> _TEXT SHOWN_:
────────────────────
# OK prowler 13 or native slayer 12



## mlynn49 (Mar 8, 2015)

Has anyone tested both the native slayer 12' and the OK Prowler 13? I'd like to know which would be more stable and better equipped...I like the seat in the Native slayer vice the low seat in the prowler...but being rather new to the whole kayak fishing side of the house I'm concerned that the higher seat will cause it to be unstable...thanks!


----------



## NovaBoy (Apr 26, 2012)

I got the ocean kayak scrambler 13 with a gone fishin seat. It is great, hard to beat kayak. There faster and dont take much to keep it moving. The stock seat was the down fall for me im a big tall guy and if i laid back it would just fold over. the gone fishin seat fixed that. very stable boat, kinda gotta force your self to flip out of it if you going to practice re entry. most of the time i just jump off of it as it is not easy to flip.

my buddy has a slayer and the only thing i like on it is the seat. stability is hard to say they feel about the same to me. The slayer feels more top heavy because of the raised seat. I think the slayer is a little over priced and the prowler out preforms it for half the price. good luck on your buy.


----------



## Chris V (Oct 18, 2007)

Get the Prowler and upgrade the seat to one with a stiffer back support. Ocean makes an upgrade seat for like 70 bucks that's badass. 

I've owned a bunch of Oceans and rocked a Prowler 13 for several years. My biggest non-shark, kayak catch (est. 150-160lb Tarpon) was out of my yellow Prowler 13. Fast, stable and priced right.


----------



## McPhil (Mar 10, 2015)

I have a Prowler 13 and really like it, very fast and stable. If the seat is a big factor check out the Prowler Big Game II it's a larger boat but somewhat best of both.


----------



## iJabo (Jul 6, 2013)

There are times when I'll use my Prowler before my Outback. When there's minimal surf and wind it just glides on the water. It takes very little effort to get and keep moving.


----------



## Chris V (Oct 18, 2007)

^^ Im the opposite. I would pick the Prowler over the outback in rough surf. It punches right through and it'll surf better than most hulls.


----------



## iJabo (Jul 6, 2013)

Chris V said:


> ^^ Im the opposite. I would pick the Prowler over the outback in rough surf. It punches right through and it'll surf better than most hulls.


I would agree with that. I wasn't referring to surf zones specifically, but talking about when there's a lot of wind or some chop, I would prefer the power the mirage drive offers.


----------



## Yaksquatch (Mar 23, 2009)

Slayer's a great boat and has lot's of cool accessories and built-in features. It's also plenty stable even with the higher seat cause it's a little beefier in width than the Prowler. Downside is that it's about double the price of a Prowler.

The Prowler; however, is possibly the most well balanced kayak available on the market. Price is great, it's maneuverable, fast, handles surf great, tracks well, and stable enough to stand up in good conditions. It doesn't have all the extra features built into it that the Slayer has but sometimes that's better as it keeps you from overloading yourself.

P'cola kayak and sail carries both so you should be able to demo them. You'll know which one feels best for you after you spend some time on the water.

Good luck!
Alex


----------
────────────────────
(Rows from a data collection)
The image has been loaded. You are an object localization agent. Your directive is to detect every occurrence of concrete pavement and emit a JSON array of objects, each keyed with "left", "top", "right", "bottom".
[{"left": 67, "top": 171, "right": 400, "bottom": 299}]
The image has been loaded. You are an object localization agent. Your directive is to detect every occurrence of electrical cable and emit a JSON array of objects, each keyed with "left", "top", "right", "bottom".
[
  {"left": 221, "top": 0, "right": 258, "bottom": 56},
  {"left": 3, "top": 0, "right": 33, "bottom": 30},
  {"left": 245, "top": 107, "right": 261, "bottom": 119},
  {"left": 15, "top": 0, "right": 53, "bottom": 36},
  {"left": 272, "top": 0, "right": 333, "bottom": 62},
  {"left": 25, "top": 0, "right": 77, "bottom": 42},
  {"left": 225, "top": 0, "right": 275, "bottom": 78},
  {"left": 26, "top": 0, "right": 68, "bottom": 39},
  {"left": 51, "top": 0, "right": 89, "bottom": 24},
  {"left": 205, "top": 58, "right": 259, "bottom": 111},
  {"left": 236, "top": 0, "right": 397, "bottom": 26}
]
────────────────────
> _TASK DETAILS_: In the kayak forum thread, how much did Chris V estimate his biggest non-shark catch from a kayak weighed, and what kind of fish was it?

> _EXERCISE RESULT_: It was a tarpon, estimated at 150–160 lb.